# Text provided
>>>
This NOT an offer to purchase. It is simply an information page.
Housing the people
who make Nanaimo work.
A 100-unit mass timber workforce housing development — BC Builds funded, Snuneymuxw Territory, built for permanence.
Nanaimo's workforce
can't afford to live here.
The nurses at NRGH. The electricians building the Island's housing stock. The teachers in Ladysmith and Parksville. These are the people whose work holds Nanaimo together — and they are being systematically priced out of purpose-built rental housing.
The median Nanaimo household earns $76,000 per year — well below the BC median of $86,000. At the 30% affordability threshold, that household can afford $1,900/month in rent. The average two-bedroom purpose-built rental costs $2,324/month. That $424/month gap is structural, persistent, and growing.
The result is predictable: commutes from cheaper communities, suppressed hiring, strained hospital rosters, and a city that cannot retain the essential workers it needs to grow. This is not a social problem at the margins. It is a structural constraint on Nanaimo's economic future.
<<<
# Stored items
>>>
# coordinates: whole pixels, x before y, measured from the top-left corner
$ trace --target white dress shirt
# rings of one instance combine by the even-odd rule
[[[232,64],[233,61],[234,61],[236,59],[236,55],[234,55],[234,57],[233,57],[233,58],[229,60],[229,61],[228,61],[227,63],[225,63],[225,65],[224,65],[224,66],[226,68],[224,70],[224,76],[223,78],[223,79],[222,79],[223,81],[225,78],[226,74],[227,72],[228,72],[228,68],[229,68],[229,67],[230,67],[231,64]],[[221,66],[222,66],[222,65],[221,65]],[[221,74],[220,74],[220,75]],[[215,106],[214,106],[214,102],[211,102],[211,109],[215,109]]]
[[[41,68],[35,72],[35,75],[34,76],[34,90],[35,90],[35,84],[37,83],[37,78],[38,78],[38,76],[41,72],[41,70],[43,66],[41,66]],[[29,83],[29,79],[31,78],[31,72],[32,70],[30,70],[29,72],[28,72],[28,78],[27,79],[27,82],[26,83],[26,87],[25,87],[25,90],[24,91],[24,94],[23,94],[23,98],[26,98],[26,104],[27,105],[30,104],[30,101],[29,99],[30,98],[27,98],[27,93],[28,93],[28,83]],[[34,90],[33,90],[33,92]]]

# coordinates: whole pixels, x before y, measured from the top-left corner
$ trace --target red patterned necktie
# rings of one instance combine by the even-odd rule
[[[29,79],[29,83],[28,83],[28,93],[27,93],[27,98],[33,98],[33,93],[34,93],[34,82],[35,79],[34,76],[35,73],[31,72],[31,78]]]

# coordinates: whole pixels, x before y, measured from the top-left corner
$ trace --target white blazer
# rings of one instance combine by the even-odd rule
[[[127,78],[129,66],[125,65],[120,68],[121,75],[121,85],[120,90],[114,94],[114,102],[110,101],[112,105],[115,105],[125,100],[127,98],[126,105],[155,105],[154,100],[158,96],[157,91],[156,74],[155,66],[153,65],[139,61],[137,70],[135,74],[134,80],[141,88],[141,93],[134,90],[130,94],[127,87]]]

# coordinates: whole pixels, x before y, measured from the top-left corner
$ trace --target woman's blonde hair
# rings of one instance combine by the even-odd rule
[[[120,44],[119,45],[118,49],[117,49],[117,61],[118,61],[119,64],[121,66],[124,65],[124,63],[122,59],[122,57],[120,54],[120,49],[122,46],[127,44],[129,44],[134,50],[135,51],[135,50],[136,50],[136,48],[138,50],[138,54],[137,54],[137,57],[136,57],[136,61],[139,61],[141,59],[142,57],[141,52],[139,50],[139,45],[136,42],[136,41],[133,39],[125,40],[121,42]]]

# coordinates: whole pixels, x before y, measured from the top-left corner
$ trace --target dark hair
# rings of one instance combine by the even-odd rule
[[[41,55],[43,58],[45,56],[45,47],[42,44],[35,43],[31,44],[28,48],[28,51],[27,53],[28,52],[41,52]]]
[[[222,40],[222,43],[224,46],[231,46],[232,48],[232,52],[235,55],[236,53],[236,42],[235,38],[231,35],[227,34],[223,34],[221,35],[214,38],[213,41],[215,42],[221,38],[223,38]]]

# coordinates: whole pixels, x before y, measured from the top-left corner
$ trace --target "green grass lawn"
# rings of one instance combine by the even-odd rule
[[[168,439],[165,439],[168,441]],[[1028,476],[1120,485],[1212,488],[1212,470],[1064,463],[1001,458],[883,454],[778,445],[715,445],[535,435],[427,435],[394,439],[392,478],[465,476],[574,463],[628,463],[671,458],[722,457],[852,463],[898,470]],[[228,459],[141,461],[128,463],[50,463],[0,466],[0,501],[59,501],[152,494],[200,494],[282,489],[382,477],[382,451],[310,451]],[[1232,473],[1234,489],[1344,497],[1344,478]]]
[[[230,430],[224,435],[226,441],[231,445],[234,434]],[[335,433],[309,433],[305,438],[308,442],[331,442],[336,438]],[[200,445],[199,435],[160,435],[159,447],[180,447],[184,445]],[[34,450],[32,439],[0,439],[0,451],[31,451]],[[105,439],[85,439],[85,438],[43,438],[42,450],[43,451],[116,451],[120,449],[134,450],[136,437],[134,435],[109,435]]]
<<<
# Requirement 1
According to the Nanaimo workforce housing text, what does the average two-bedroom purpose-built rental cost per month?
# Requirement 2
Continue the Nanaimo workforce housing text from its last sentence.
The records aren't needed for either task.

# Exercise answer 1
$2,324 per month.

# Exercise answer 2
Four forces converging. A window that won't stay open.
BC Builds capital grant
Up to $225,000/unit for qualifying non-profit rental — reducing the financed amount from $37M to $23.7M and making below-market rents financially viable at a DSCR of 1.28×.
CMHC MLI Select financing
90% LTV · 40-year amortization · 3.5% BC Builds take-out rate. Purpose-built rental at insured terms, with green scoring reducing the CMHC premium from 6.75% to 5.90%.
Snuneymuxw First Nation partnership
Active engagement toward a land contribution or long-term lease on Snuneymuxw territory. The highest-scoring BC Builds application structure. Reconciliation-grounded development.
Mass timber technology
CLT offsite fabrication: 35–40% less on-site labour, 8–12 weeks faster structural assembly, lower CMHC insurance premium. BC's supply chain (Kalesnikoff, Nordic) is mature and local.
100 homes. One building.
A generation of stability.
A 4-storey mass timber building — designed offsite using cross-laminated timber panels, assembled in Nanaimo — delivering 100 purpose-built rental homes for the city's essential workforce, designed within a Doughnut Economics and Living Systems framework.
All 100 units rented at 80% of market rates. A minimum of 20 units at 20% below market for 35 years, registered as a Section 219 restrictive covenant on title. No ongoing operating subsidy required.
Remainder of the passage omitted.